● **Task description**:
Reproduce every one of the records below word for word, omitting the pictures from your copy.

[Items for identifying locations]
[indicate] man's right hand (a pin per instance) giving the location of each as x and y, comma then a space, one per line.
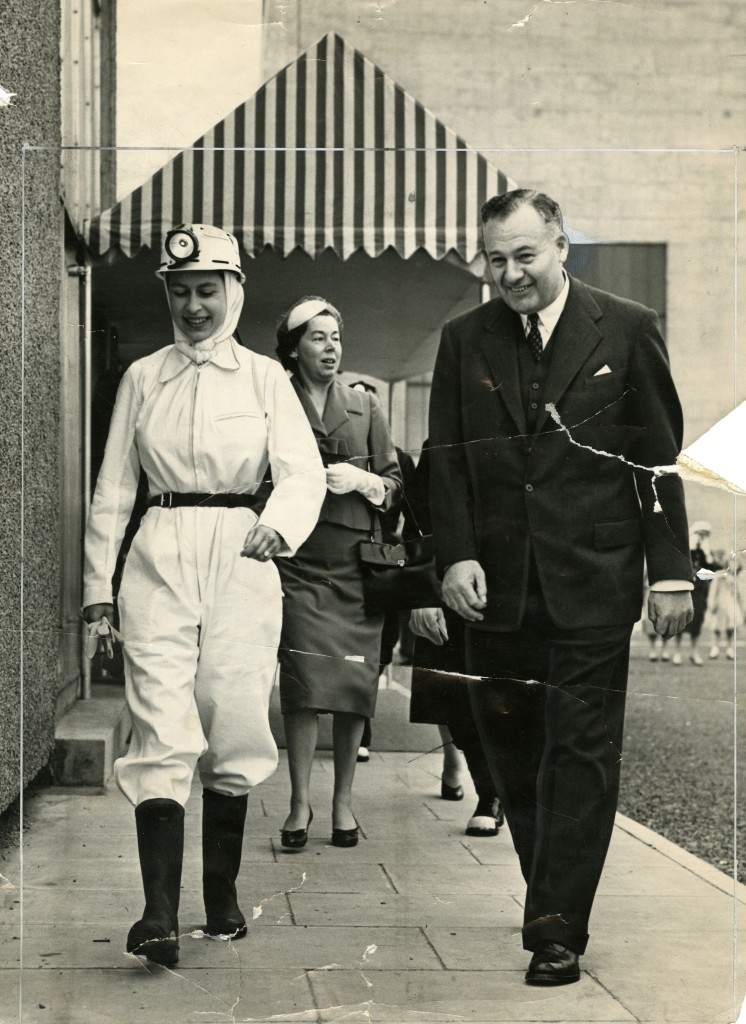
465, 589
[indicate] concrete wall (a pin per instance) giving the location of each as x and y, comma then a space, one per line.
29, 388
564, 96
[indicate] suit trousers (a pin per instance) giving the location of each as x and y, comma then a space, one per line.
550, 710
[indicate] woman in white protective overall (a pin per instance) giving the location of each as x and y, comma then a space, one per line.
200, 602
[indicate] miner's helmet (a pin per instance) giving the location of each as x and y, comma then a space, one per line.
200, 247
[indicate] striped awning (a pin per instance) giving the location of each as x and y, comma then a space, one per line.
330, 154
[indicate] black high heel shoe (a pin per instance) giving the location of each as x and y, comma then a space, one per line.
450, 792
296, 839
345, 837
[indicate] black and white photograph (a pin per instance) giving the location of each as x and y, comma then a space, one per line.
373, 596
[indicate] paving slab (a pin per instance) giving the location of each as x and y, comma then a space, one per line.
418, 923
398, 997
420, 910
136, 994
470, 879
101, 945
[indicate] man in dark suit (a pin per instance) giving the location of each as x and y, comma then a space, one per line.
551, 407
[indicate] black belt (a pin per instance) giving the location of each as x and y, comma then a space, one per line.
176, 499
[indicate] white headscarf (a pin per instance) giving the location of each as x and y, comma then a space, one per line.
202, 351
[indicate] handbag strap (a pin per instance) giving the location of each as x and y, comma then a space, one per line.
411, 511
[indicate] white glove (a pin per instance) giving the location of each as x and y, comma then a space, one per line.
344, 477
429, 623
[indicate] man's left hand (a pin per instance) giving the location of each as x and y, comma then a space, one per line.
670, 611
262, 543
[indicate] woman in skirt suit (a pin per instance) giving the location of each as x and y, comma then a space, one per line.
330, 647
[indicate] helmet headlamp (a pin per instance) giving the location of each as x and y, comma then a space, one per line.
181, 245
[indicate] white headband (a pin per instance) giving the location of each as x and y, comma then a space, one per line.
307, 310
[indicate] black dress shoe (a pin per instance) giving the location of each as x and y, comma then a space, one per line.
344, 837
296, 839
487, 819
450, 792
553, 964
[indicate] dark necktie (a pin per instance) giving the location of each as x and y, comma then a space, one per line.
534, 337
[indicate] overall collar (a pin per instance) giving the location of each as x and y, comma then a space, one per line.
175, 361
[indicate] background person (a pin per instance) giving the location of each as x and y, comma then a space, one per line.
200, 600
331, 648
727, 605
702, 558
541, 528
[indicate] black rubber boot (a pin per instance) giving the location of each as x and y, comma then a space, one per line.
222, 839
161, 845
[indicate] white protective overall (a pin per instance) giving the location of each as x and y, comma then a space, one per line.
201, 624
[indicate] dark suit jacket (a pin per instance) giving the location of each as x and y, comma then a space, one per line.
497, 493
353, 429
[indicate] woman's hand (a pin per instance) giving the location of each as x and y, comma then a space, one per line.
429, 623
344, 477
261, 543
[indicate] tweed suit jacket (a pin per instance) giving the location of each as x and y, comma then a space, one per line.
356, 420
577, 493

● **In response**:
[indicate] man's right hand (a pin per instance) giving the location of each as x and y, comma then a space, one per line.
465, 589
[indicate] concrete wall (a pin per instance) giving the location of each as x and y, comma then a space, one per line.
29, 388
564, 96
[indicate] suit trousers (a pin per instance) giving the location of each as x and y, comma then a space, one per line.
550, 710
[indicate] woman in white protective overall (a pin per instance) giving the location of each as x and y, comma then a space, one per line.
200, 602
[indicate] miner's helmet (a pin per instance) giving the location of each as x and y, comma then a space, one per line.
200, 247
[indicate] striped awning (a pin per instance) giving the location of each as x and y, comma then a space, one per line.
330, 154
[indicate] black high heel shoe (a pin per instance) giving the location of each as x and y, comma then a space, one per line.
450, 792
296, 839
345, 837
[indicate] black and white photograph (a pin per instance) giving the location of each as x and y, comma then a space, one per line.
373, 596
[indicate] paving slab (a pin per instance) giving the location of each as x and y, comma then a space, one per line.
418, 923
398, 997
420, 910
136, 994
470, 879
101, 945
[indicate] man in dark suit (a pin per instance) giving the location of each as x and y, comma then a space, one per line.
551, 407
[indicate] black belt (a pin per instance) giving the location of each as x and y, comma then a space, one per line.
176, 499
[indicate] white headscarf (a pin per instance) giving the location of each as x and y, comma then a space, one per line.
202, 351
[indicate] handbag strap (a pin per instance) giving the location of each as x and y, comma then a space, one per line.
411, 511
[indicate] white glove (a pin per instance) giving the location of each as x and y, comma then a space, one per line.
344, 477
429, 623
[indicate] man's left hand (a pin per instance) giving the location of each as x and y, comma then a space, one per line.
670, 611
262, 543
[indicate] woman in skirt suit (a pin per instance) giving the location of each as x and y, comma then a space, one per line.
330, 647
[indicate] helmet headlamp (a pin per instance) giving the location of each as x and y, comma then a space, one per line.
181, 245
[indicate] white headband (a pin per instance) giving the location of each as x and y, comma then a space, one per line.
307, 310
[indicate] black dress shoe (a pin per instance) giving the location of each as x and y, comma then a space, one per line.
344, 837
296, 839
487, 819
450, 792
553, 964
[indicate] dark necktie (a pin per instance) giving the location of each as x and y, comma then a space, one per line.
534, 337
[indicate] overall collar (a pin per instance) giving the location of each as x and y, comma then a space, one per line.
175, 361
[indicate] background person (a pin per instance) giving the location of each as x and y, comma then a space, one per line.
200, 600
331, 648
727, 605
702, 558
541, 528
[indicate] black rubber boot (a pin per instance) giving the location of each as x and y, comma then a space, one per line.
222, 839
161, 845
[indicate] white protective overall (a pin per instance) giving the location of each as x and y, comma then a space, one per line.
201, 624
[indicate] dark suit jacket (a pin per instance) giving the location of each as x and y, comma then a space, one per line.
497, 493
353, 429
[indicate] woman's hand (a pin per instance) giving the location of each as x and y, comma then a space, one per line.
429, 623
344, 477
261, 543
[indicate] tweed suit jacket (a pin per instance) giving the location of each as x and y, comma then a space, one per line.
356, 420
577, 493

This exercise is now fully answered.